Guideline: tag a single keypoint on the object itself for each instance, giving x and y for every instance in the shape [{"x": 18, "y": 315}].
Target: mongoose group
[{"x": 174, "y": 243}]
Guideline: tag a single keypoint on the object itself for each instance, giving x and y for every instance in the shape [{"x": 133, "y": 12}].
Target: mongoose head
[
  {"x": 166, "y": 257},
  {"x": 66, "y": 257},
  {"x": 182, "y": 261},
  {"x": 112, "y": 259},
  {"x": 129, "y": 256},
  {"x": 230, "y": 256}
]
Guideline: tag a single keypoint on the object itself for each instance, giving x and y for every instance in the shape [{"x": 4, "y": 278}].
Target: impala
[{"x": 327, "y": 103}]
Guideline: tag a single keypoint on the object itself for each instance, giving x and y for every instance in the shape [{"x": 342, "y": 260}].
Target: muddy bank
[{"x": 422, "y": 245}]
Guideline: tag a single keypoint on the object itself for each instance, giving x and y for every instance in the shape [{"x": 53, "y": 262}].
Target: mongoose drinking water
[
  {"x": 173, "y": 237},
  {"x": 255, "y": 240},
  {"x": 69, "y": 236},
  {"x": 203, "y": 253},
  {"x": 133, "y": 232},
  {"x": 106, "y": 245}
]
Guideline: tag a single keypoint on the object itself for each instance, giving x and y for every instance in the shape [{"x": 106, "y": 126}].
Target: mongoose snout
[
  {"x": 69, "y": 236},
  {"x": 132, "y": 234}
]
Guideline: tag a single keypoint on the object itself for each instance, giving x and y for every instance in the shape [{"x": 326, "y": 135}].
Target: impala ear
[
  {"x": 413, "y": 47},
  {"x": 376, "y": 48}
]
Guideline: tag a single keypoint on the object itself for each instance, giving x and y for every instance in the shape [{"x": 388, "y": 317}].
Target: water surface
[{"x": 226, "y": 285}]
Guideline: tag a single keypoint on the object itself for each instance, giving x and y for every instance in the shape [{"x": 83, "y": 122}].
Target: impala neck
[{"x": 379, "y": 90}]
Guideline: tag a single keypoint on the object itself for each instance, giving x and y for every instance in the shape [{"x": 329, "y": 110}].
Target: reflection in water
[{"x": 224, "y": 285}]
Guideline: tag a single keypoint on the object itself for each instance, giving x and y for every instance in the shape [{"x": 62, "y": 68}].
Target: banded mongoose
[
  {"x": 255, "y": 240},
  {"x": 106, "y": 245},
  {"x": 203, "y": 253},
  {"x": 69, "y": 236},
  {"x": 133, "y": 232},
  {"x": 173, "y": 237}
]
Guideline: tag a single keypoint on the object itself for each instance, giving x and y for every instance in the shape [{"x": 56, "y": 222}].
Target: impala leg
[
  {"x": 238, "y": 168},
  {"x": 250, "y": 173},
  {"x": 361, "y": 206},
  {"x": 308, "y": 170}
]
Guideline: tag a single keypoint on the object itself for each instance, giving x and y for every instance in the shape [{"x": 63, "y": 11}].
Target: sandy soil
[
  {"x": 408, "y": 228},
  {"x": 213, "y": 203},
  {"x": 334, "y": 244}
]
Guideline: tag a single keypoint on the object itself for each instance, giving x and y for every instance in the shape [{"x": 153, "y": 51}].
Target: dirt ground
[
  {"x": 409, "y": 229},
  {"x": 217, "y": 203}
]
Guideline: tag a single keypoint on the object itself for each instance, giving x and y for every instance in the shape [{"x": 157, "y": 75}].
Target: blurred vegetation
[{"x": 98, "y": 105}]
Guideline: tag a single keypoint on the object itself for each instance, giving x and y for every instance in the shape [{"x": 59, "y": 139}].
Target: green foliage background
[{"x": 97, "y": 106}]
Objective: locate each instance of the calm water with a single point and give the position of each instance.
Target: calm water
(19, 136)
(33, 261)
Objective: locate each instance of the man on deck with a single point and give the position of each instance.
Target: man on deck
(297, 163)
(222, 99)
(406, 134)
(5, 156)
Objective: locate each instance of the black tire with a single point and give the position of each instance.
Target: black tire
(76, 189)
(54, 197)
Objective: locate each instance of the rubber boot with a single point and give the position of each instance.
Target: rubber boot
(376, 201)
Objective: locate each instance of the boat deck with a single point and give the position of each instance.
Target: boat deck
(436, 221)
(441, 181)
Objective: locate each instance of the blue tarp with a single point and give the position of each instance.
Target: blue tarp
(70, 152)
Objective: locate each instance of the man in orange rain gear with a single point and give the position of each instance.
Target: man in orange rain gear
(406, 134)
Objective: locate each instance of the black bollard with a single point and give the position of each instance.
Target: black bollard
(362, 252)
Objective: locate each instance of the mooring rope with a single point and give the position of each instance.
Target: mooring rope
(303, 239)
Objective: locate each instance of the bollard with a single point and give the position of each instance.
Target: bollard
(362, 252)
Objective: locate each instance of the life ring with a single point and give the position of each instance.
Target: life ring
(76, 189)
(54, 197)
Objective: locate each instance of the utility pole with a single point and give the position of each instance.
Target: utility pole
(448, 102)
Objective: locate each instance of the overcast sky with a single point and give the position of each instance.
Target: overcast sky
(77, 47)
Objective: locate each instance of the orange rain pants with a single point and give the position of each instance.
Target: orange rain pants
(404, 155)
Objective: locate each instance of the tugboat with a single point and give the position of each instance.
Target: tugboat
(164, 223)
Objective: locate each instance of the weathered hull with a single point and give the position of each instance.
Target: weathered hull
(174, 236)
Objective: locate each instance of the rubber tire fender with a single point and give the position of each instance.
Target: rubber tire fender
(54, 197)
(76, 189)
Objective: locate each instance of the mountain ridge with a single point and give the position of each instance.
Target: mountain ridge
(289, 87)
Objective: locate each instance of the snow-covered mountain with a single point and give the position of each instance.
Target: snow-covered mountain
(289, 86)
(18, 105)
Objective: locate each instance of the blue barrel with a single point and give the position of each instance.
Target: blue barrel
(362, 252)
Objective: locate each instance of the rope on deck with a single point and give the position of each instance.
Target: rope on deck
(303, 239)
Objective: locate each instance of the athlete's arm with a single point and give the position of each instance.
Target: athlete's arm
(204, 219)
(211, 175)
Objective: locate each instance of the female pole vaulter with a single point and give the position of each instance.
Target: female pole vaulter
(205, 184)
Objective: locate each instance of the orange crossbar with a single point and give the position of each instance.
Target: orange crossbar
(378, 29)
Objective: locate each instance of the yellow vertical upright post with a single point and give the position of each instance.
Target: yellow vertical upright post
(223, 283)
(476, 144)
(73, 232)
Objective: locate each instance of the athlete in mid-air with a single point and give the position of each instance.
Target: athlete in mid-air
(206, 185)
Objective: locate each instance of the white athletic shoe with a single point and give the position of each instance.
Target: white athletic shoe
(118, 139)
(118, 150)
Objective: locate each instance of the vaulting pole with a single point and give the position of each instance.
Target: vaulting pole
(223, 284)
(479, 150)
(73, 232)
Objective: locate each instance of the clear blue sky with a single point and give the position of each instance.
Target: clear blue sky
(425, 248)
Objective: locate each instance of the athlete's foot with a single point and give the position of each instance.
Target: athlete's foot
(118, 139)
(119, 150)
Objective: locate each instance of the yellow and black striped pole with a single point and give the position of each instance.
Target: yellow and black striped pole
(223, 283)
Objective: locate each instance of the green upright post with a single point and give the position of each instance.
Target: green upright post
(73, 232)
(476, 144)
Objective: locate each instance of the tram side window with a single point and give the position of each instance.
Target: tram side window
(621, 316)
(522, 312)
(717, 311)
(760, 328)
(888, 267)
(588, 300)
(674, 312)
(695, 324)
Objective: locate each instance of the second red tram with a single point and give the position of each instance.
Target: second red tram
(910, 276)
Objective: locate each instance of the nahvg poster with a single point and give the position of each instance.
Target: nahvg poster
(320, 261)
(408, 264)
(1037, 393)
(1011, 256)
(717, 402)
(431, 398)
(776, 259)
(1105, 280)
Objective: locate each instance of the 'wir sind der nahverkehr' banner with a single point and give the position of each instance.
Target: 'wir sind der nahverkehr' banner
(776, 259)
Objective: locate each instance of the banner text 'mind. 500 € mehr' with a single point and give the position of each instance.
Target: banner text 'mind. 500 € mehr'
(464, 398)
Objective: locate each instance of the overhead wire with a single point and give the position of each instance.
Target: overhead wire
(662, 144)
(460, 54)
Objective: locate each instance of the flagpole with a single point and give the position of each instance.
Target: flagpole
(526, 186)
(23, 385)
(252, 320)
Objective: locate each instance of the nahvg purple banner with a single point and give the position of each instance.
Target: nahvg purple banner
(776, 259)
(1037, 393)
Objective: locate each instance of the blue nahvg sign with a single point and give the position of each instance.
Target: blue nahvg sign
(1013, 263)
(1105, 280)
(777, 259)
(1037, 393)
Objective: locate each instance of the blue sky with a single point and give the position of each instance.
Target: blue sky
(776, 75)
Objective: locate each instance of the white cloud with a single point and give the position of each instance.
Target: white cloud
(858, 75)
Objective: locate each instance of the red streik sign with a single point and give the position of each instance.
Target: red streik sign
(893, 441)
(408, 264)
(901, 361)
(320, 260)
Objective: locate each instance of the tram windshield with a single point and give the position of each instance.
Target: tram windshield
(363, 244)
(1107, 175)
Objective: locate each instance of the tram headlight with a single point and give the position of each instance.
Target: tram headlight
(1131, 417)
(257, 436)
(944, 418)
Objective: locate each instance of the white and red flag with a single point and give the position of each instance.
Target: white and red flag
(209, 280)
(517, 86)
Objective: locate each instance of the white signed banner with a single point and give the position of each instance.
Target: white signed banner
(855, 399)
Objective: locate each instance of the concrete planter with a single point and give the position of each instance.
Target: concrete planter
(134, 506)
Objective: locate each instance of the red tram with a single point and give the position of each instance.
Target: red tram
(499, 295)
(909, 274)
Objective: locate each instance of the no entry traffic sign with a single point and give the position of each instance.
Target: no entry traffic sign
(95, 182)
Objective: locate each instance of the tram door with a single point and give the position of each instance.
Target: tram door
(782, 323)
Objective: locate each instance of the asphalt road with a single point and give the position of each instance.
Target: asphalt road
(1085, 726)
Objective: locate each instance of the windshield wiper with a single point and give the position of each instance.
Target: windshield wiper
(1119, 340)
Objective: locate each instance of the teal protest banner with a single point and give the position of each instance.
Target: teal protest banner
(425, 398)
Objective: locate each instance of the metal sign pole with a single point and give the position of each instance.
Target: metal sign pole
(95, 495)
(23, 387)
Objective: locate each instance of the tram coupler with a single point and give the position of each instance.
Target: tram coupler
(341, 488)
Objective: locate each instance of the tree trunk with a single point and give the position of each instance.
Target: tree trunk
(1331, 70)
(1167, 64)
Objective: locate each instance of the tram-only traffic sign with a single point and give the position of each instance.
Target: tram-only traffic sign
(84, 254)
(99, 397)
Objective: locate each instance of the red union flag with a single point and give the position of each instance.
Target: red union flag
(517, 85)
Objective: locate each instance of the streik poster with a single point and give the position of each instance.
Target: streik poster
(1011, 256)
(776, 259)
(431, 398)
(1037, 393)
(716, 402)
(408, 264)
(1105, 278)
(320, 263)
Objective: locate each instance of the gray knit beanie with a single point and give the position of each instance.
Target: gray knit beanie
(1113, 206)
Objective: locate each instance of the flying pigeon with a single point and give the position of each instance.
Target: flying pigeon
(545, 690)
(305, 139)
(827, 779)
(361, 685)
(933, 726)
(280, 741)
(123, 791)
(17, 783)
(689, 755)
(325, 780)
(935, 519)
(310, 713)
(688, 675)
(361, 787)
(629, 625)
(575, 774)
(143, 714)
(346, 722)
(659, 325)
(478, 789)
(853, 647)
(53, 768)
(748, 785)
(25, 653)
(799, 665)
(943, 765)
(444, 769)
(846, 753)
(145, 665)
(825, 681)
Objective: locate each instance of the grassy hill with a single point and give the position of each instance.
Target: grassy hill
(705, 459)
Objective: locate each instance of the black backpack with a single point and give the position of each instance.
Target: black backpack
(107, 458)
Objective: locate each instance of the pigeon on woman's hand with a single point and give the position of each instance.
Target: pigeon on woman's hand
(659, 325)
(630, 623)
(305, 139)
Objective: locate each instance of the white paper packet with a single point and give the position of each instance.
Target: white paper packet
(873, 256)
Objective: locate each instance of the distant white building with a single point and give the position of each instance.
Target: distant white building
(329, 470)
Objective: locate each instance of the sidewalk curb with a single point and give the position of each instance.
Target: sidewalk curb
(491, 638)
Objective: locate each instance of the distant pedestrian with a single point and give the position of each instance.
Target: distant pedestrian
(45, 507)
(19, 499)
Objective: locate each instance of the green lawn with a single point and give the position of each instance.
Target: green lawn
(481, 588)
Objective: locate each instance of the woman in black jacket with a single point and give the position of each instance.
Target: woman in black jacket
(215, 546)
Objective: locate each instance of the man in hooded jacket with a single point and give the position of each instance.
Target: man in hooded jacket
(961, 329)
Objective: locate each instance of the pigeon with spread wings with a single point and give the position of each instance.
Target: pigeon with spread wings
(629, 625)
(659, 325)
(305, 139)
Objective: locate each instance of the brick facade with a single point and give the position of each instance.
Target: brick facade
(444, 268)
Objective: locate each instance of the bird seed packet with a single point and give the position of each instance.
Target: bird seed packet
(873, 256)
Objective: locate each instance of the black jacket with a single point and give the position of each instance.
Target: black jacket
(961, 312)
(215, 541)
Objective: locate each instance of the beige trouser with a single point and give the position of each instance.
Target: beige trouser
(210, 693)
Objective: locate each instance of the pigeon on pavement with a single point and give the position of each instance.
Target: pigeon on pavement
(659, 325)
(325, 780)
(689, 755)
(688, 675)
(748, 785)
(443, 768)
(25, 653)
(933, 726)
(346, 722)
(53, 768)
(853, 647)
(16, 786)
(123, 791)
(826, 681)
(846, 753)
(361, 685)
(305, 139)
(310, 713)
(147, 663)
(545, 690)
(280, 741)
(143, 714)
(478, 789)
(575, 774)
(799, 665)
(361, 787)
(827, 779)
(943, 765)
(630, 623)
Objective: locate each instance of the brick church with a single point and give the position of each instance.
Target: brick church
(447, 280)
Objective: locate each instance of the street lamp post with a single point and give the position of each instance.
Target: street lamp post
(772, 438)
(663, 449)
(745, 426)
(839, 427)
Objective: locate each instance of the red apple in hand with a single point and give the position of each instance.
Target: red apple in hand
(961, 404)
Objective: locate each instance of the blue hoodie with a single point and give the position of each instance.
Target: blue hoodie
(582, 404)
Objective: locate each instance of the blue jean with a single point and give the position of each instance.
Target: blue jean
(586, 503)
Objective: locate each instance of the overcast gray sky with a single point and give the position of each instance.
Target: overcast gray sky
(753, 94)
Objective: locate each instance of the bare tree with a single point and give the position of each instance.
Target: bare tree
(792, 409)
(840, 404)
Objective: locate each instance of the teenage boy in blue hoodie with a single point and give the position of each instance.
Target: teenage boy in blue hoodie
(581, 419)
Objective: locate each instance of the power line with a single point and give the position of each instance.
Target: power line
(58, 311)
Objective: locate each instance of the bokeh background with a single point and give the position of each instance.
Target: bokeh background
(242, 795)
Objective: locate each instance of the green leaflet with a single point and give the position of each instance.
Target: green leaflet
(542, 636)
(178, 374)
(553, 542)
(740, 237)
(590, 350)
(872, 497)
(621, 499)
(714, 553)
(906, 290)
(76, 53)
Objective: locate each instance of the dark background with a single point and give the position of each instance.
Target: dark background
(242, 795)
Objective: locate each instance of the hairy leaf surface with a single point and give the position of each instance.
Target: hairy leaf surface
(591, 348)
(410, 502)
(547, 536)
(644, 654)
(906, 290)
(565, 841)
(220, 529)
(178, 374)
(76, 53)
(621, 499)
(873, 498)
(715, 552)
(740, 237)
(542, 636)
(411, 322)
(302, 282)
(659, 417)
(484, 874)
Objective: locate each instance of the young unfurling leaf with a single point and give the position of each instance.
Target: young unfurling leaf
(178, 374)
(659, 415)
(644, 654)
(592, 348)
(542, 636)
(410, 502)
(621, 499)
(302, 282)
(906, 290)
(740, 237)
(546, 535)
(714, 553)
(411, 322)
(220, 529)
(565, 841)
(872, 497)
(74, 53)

◇ ◇ ◇ ◇ ◇ ◇ ◇

Output only the lines running from the line with "Objective: locate each instance of the blue hoodie" through the final line of the data, inclusive.

▸ **IN RESPONSE**
Objective: locate each instance of the blue hoodie with a single point and give the position of each instance.
Target: blue hoodie
(582, 404)
Objective: locate each instance of the blue jean with a single point and give the position of each instance.
Target: blue jean
(586, 503)
Objective: locate each instance of the overcast gray sky with a single point and give the position of each instance.
Target: overcast gray sky
(753, 94)
Objective: locate each instance of the bare tree with a single point and give the position of each instance.
Target: bare tree
(792, 409)
(840, 404)
Objective: locate each instance of the teenage boy in blue hoodie with a single point and give the position of each instance.
Target: teenage boy in blue hoodie
(581, 419)
Objective: locate each instance of the power line with a single point and give the position of each instance.
Target: power line
(58, 311)
Objective: locate each instance of the bokeh background with a single point and give the position of each instance.
Target: bokeh background
(242, 795)
Objective: locate each instance of the green leaflet with a single point and give the position of each instance.
Target: green leaflet
(542, 636)
(178, 374)
(553, 542)
(740, 237)
(590, 350)
(872, 497)
(621, 499)
(714, 553)
(906, 290)
(76, 53)
Objective: locate each instance of the dark background with a single point and give the position of each instance.
Target: dark background
(242, 795)
Objective: locate each instance of the hairy leaf surface with a single point and give the position of each instance.
Target: hairy leaf surface
(591, 348)
(410, 502)
(547, 536)
(644, 654)
(906, 290)
(565, 841)
(220, 529)
(178, 374)
(76, 53)
(621, 499)
(873, 498)
(715, 552)
(740, 237)
(542, 636)
(411, 322)
(302, 282)
(659, 417)
(484, 874)
Objective: locate each instance of the young unfurling leaf with a single point and give the position of each instance.
Target: young unfurling leaf
(178, 374)
(659, 415)
(644, 654)
(592, 348)
(542, 636)
(410, 502)
(621, 499)
(302, 282)
(906, 290)
(740, 237)
(546, 535)
(714, 553)
(411, 322)
(220, 529)
(565, 841)
(872, 497)
(74, 53)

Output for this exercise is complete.